◆ Extrait du texte:
BCE : rendez-vous en 2014

par Frederik Ducrozet, économiste au Crédit Agricole

•  La conférence de presse du 5 décembre n’a pas changé notre prévision d’un nouvel assouplissement monétaire en 2014, même s’il reste difficile de prévoir quand et sous quelle forme la BCE passera à l’action. Un renforcement de sa politique de guidage des anticipations nous semble probable, de même qu’une nouvelle opération de refinancement calibrée pour réduire la fragmentation du crédit. Une (légère) baisse du taux de refinancement n’est pas exclue, en cas de déception sur la croissance ou sur l’inflation.

• Draghi a eu des difficultés à expliquer l’apparente incohérence entre la prévision d’inflation de son staff pour 2015 (1,3%) et l’anticipation de la BCE selon laquelle l’inflation doit revenir vers sa cible à moyen terme.

• Dans l’ensemble, la réunion de décembre a semblé décevoir les marchés, notamment parce qu’aucune nouvelle mesure de liquidité n’a été annoncée, mais la BCE a peut-être préparé le terrain pour une nouvelle surprise en 2014.

La BCE a décidé de laisser tous ses taux directeurs inchangés lors de sa réunion du 5 décembre et le ton général de son communiqué et de la conférence de presse n’ont pas réservé de surprise majeure par rapport aux anticipations. Mario Draghi s’est montré dovish, mais pas vraiment davantage que le mois dernier. L’absence de nouvelle mesure de liquidité constitue clairement une certaine déception, mais nous avons l’impression que la BCE n’a pas encore déterminé quel instrument serait le plus approprié pour contenir les taux interbancaires Eonia et Euribor. Plus généralement, il nous semble que Draghi a surtout cherché à gagner du temps pour voir comment l’activité économique et les prix allaient évoluer dans les mois qui viennent, tout en réaffirmant clairement que le biais baissier restait en place. Il a plus que jamais répété que la BCE était « prête à agir » dans le cadre de son guidage des anticipations.

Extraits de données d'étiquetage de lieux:
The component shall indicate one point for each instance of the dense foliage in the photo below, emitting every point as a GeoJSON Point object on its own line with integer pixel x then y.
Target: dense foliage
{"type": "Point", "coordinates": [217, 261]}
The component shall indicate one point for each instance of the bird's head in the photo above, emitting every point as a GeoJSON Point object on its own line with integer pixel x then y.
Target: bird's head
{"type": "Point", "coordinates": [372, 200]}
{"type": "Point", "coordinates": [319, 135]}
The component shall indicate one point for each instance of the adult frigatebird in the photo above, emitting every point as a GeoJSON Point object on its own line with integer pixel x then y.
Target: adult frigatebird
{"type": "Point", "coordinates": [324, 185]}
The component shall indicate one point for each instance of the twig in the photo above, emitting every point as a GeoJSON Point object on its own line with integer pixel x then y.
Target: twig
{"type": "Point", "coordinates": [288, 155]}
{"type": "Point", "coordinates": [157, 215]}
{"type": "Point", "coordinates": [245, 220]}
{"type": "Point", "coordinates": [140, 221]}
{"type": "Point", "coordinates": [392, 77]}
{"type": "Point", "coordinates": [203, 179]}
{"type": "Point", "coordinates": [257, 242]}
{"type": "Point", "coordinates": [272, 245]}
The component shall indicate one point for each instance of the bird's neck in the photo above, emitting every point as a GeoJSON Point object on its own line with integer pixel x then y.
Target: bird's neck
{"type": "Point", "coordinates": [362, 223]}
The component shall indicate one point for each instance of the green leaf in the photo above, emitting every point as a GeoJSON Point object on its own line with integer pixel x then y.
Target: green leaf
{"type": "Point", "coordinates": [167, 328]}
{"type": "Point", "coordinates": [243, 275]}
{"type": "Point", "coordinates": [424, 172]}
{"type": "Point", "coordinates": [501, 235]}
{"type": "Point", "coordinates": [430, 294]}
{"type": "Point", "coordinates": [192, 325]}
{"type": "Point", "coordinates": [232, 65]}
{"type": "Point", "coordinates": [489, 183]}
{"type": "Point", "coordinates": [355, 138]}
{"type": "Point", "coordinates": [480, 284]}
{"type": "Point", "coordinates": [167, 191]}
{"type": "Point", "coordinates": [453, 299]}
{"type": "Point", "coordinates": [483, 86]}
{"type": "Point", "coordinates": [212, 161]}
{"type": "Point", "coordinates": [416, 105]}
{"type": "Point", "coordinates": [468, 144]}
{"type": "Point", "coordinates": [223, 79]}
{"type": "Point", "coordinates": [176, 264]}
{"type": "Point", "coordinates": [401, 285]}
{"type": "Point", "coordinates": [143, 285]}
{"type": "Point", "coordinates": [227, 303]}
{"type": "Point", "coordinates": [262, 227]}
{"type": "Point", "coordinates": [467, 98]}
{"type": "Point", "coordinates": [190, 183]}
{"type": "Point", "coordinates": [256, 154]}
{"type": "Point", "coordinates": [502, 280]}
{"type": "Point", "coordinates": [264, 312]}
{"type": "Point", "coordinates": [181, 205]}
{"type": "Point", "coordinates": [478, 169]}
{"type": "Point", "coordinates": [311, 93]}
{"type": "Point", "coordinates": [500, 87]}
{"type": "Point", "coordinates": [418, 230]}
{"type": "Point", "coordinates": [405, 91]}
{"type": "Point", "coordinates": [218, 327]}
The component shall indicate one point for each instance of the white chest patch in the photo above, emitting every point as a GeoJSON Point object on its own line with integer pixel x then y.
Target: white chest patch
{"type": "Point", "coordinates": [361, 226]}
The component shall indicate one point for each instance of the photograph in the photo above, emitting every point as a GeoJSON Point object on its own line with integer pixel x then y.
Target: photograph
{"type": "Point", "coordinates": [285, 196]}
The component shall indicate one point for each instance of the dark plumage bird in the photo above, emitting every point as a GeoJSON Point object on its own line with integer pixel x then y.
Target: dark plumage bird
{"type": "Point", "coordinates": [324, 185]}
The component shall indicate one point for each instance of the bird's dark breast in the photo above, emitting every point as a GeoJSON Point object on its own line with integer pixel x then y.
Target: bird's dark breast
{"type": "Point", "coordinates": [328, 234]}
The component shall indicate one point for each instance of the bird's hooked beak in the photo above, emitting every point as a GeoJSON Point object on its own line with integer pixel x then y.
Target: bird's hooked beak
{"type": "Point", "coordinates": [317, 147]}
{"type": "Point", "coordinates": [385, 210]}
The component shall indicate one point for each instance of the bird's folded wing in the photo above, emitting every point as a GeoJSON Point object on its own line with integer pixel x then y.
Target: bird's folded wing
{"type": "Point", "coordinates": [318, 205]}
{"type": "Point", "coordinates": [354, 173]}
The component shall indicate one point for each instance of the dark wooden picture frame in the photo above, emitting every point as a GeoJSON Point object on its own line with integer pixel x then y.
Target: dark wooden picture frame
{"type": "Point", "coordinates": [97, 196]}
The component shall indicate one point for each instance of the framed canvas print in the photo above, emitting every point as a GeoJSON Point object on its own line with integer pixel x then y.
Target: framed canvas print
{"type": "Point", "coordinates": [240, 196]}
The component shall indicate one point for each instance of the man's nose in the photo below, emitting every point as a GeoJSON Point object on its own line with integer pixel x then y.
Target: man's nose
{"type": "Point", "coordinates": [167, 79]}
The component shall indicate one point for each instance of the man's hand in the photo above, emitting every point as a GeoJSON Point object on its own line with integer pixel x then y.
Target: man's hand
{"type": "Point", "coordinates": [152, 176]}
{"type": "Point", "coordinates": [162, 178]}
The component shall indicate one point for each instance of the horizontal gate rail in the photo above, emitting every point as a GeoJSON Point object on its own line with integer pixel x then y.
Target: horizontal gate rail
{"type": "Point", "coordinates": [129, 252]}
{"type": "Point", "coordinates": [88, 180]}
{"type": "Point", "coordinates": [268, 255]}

◆ Tâches à réaliser:
1 – D'après le texte sur la BCE, quelle est la prévision d'inflation du staff de la BCE pour 2015 ?
2 – Poursuivez le texte sur la BCE après sa dernière phrase, dans le même ton.

◆ Réponses par tâche:
1 – 1,3 %.

2 –
Les nouvelles prévisions du staff de la BCE étaient particulièrement attendues, notamment les projections à moyen terme. La prévision médiane de l’inflation pour 2015 (1,3%) est finalement inférieure à nos prévisions, mais la croissance attendue pour cette même année est de 1,5%, un chiffre supérieur au potentiel, ce qui conduit à une prévision de croissance nominale basse, mais globalement stable. Enfin, le Conseil des gouverneurs pourrait s’appuyer sur la publication d’hypothèses détaillées – une autre innovation – sur lesquelles reposent les prévisions du staff et sur la probable publication des minutes l’an prochain pour donner davantage d’information sur sa fonction de réaction et sur l’horizon de temps sur lequel s’applique le guidage des anticipations.

BCE : « Joyeux Noël, et à l’année prochaine ! »

Le fait que la BCE ait décidé de ne rien faire lors de sa réunion de décembre ne signifie pas qu’elle ne fera rien en 2014. À de nombreux égards, Mario Draghi a semblé préparer le terrain pour de nouveaux changements sur la communication et la gestion de la liquidité. Ce ne serait d’ailleurs pas la première fois qu’il use de cette tactique depuis qu’il a pris la tête de la BCE.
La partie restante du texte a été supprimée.